AIM OF THE EXERCISE. Copy the material below verbatim, starting at the line containing "Where can the scrubby" and ending at the line containing "point(619, 666)", both included.

DATASET EXCERPTS.
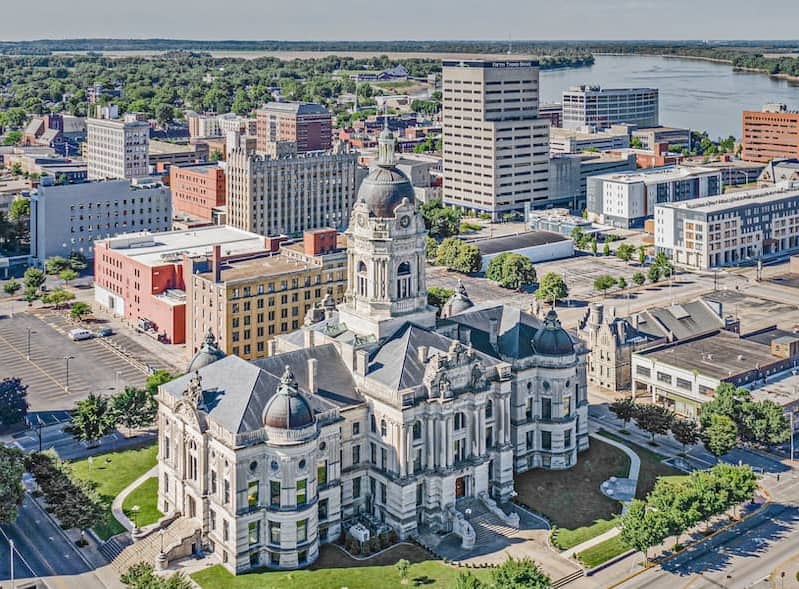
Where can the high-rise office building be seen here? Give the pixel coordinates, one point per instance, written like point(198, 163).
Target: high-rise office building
point(274, 196)
point(600, 108)
point(307, 124)
point(117, 148)
point(772, 133)
point(496, 148)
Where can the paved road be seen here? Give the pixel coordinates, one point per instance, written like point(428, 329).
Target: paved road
point(43, 549)
point(740, 558)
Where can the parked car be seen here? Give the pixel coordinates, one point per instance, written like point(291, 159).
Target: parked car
point(77, 335)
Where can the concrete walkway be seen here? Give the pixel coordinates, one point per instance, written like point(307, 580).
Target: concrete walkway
point(116, 506)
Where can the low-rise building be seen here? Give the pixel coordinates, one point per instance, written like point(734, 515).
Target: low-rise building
point(67, 219)
point(683, 375)
point(626, 200)
point(249, 302)
point(141, 277)
point(731, 229)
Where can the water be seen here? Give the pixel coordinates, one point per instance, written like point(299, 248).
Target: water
point(700, 95)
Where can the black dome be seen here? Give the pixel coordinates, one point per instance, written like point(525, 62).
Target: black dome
point(552, 339)
point(288, 409)
point(384, 189)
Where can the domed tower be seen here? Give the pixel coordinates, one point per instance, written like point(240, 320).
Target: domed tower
point(386, 271)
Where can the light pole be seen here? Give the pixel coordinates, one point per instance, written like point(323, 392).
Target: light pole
point(28, 355)
point(66, 360)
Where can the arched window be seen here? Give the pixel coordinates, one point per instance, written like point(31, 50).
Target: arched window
point(404, 280)
point(362, 279)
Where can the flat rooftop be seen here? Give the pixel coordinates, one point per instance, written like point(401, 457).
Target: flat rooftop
point(713, 204)
point(719, 355)
point(154, 249)
point(514, 242)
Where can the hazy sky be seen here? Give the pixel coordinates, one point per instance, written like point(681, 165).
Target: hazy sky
point(401, 19)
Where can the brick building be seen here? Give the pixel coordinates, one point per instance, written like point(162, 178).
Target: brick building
point(772, 133)
point(197, 191)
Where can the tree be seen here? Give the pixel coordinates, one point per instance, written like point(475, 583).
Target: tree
point(604, 283)
point(685, 431)
point(13, 401)
point(93, 418)
point(12, 493)
point(511, 270)
point(624, 409)
point(402, 567)
point(156, 379)
point(625, 252)
point(551, 288)
point(67, 275)
point(642, 527)
point(653, 274)
point(654, 419)
point(33, 278)
point(55, 265)
point(437, 296)
point(11, 287)
point(720, 435)
point(80, 310)
point(519, 574)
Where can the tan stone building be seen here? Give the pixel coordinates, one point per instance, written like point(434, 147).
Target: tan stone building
point(249, 301)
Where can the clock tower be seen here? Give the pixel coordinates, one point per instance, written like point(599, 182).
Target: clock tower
point(386, 253)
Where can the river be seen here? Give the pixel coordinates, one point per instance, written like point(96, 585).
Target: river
point(697, 94)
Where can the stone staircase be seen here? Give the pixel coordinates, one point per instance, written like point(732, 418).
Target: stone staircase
point(148, 548)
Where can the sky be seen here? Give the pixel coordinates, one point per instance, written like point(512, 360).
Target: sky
point(401, 19)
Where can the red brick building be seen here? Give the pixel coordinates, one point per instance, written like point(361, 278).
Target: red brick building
point(197, 190)
point(770, 134)
point(307, 124)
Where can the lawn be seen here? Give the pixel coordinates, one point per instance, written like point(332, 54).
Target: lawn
point(146, 497)
point(111, 473)
point(346, 572)
point(651, 466)
point(571, 498)
point(603, 552)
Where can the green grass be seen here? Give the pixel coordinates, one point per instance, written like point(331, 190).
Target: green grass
point(430, 574)
point(111, 473)
point(146, 497)
point(565, 539)
point(603, 552)
point(571, 498)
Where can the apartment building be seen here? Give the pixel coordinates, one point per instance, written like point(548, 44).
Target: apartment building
point(286, 196)
point(69, 218)
point(772, 133)
point(600, 108)
point(495, 145)
point(307, 124)
point(626, 200)
point(117, 148)
point(198, 191)
point(246, 303)
point(727, 230)
point(142, 277)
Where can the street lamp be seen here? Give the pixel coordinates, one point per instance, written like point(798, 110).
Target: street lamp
point(66, 360)
point(28, 355)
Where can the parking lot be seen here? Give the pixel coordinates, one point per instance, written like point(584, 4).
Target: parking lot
point(55, 383)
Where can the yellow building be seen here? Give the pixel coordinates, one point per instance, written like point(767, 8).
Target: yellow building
point(248, 301)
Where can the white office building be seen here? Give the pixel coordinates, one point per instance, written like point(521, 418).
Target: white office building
point(625, 200)
point(69, 218)
point(117, 148)
point(600, 108)
point(495, 145)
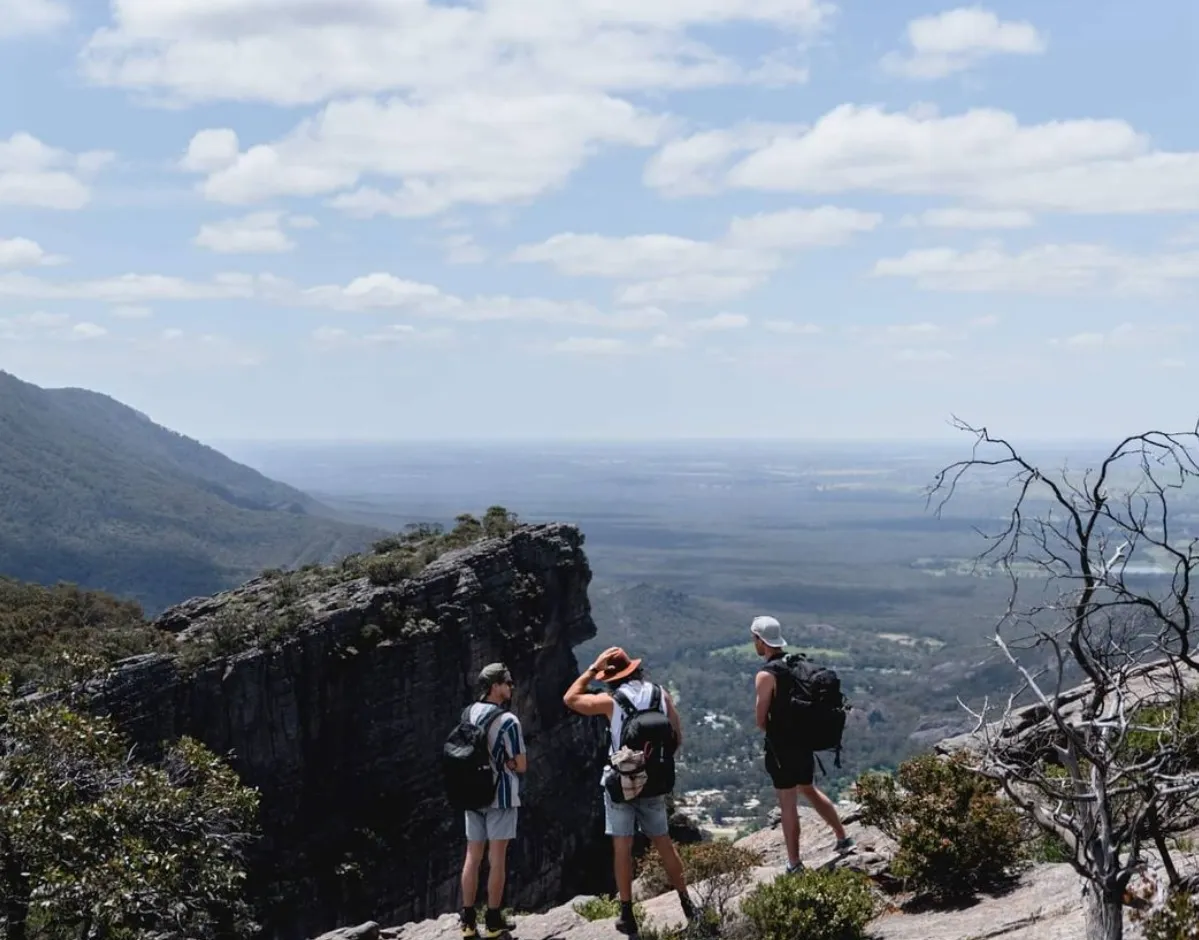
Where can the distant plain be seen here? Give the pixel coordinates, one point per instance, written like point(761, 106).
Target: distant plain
point(688, 541)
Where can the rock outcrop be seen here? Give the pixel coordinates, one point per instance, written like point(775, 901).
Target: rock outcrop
point(339, 719)
point(1044, 904)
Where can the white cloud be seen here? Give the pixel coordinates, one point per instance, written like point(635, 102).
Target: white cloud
point(131, 313)
point(923, 355)
point(1048, 269)
point(474, 148)
point(211, 150)
point(31, 17)
point(983, 156)
point(379, 291)
point(390, 335)
point(88, 331)
point(41, 325)
point(590, 345)
point(38, 176)
point(131, 289)
point(311, 50)
point(670, 267)
point(693, 166)
point(958, 40)
point(259, 233)
point(791, 327)
point(18, 253)
point(462, 248)
point(1125, 336)
point(719, 323)
point(970, 218)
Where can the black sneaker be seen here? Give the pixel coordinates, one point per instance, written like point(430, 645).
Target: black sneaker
point(494, 925)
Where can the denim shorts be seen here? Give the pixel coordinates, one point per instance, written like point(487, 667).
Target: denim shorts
point(490, 825)
point(648, 814)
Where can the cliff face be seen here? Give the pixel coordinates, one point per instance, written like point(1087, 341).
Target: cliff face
point(339, 724)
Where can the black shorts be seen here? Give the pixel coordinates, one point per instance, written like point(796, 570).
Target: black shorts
point(790, 767)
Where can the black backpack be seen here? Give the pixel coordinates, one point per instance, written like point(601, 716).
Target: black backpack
point(470, 777)
point(809, 710)
point(649, 731)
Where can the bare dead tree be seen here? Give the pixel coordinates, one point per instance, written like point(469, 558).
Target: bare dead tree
point(1110, 766)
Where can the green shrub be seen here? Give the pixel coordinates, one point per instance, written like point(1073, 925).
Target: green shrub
point(814, 905)
point(1049, 848)
point(603, 908)
point(716, 871)
point(955, 833)
point(1178, 919)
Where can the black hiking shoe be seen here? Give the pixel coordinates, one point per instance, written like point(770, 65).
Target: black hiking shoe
point(494, 925)
point(627, 921)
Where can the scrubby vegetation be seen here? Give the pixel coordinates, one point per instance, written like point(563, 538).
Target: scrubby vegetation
point(717, 872)
point(1175, 917)
point(279, 602)
point(54, 634)
point(58, 634)
point(604, 908)
point(96, 494)
point(815, 905)
point(94, 844)
point(956, 833)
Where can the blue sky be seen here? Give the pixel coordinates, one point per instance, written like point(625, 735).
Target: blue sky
point(606, 218)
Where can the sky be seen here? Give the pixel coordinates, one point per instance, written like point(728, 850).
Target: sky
point(405, 220)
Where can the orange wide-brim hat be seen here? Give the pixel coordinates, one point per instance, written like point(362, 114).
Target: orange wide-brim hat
point(619, 666)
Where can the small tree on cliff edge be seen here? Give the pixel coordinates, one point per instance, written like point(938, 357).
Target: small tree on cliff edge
point(1113, 771)
point(94, 844)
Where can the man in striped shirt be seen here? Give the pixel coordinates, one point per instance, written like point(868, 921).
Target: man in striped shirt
point(490, 830)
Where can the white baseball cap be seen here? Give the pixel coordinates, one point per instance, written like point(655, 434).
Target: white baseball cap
point(769, 631)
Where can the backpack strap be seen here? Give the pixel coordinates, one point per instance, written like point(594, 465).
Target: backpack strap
point(486, 724)
point(624, 702)
point(656, 698)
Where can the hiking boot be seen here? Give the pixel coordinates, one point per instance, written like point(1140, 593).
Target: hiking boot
point(494, 925)
point(627, 921)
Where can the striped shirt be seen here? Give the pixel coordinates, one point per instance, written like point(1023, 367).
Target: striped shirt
point(506, 742)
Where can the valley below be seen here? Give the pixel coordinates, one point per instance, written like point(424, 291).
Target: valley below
point(688, 542)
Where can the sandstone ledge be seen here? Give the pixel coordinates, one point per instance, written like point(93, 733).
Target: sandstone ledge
point(1046, 904)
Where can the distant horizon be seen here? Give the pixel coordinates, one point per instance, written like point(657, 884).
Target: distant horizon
point(950, 439)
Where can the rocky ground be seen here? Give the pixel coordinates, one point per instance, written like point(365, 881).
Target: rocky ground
point(1046, 904)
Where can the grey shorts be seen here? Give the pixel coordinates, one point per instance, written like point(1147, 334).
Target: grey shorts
point(648, 814)
point(492, 825)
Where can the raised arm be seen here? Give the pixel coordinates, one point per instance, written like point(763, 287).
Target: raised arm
point(577, 697)
point(764, 691)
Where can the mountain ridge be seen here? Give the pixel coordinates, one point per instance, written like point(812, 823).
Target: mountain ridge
point(95, 493)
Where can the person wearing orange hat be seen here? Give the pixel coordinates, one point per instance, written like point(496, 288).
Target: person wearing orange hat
point(626, 681)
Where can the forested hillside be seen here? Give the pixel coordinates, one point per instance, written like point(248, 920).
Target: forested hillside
point(95, 493)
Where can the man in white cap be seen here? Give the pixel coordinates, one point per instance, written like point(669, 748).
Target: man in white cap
point(791, 769)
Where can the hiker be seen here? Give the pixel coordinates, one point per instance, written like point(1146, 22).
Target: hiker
point(643, 742)
point(789, 763)
point(492, 827)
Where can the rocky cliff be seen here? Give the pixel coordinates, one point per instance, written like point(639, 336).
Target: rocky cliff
point(1043, 904)
point(338, 710)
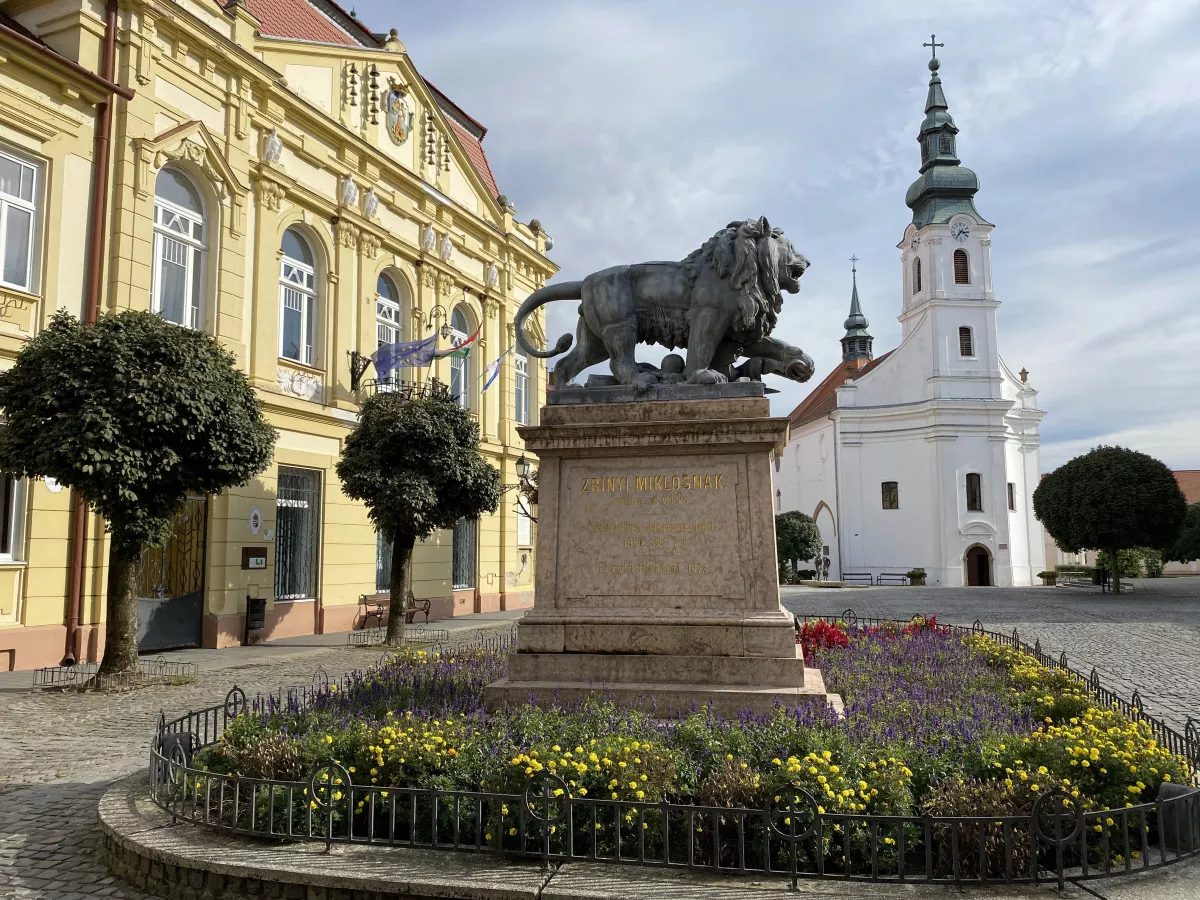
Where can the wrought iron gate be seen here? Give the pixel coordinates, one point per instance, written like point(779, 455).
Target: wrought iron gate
point(462, 571)
point(171, 583)
point(297, 534)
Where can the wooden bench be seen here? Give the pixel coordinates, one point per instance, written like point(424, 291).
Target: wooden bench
point(375, 606)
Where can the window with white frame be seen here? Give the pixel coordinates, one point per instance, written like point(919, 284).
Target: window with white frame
point(19, 193)
point(178, 276)
point(298, 299)
point(11, 517)
point(966, 341)
point(460, 366)
point(389, 321)
point(521, 389)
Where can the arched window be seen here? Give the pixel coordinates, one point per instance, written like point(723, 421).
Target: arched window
point(975, 492)
point(460, 366)
point(966, 341)
point(178, 276)
point(961, 268)
point(521, 399)
point(298, 299)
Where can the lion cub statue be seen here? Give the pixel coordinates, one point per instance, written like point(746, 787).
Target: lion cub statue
point(721, 303)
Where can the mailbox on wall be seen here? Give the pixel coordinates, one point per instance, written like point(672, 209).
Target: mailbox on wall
point(253, 557)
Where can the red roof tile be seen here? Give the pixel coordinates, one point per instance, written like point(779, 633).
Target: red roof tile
point(823, 399)
point(1189, 483)
point(298, 21)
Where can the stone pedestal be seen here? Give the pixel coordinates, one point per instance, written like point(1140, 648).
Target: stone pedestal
point(657, 581)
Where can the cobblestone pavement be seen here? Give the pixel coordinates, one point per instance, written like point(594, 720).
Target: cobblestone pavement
point(59, 751)
point(1149, 640)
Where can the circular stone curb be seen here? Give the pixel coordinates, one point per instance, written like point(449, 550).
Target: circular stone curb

COMPLETE RESPONSE.
Where can the scrubby vegetation be seen here? Give the pixel coordinates, one point per instance, written like point(563, 538).
Target: scrubby vegetation
point(717, 872)
point(1175, 917)
point(279, 602)
point(54, 634)
point(58, 634)
point(604, 908)
point(96, 494)
point(815, 905)
point(94, 844)
point(956, 833)
Where can the blue sky be seen here? Give the pixel coordinates, one point per instance, written like point(625, 735).
Target: blue sky
point(606, 218)
Where can the sky be seen here? Give the pixel coordinates, one point per instance, written like point(728, 850).
Target: sky
point(405, 220)
Where can the orange wide-brim hat be seen here? Give the pixel coordinates, one point per instance, written like point(362, 114).
Target: orange wide-brim hat
point(619, 666)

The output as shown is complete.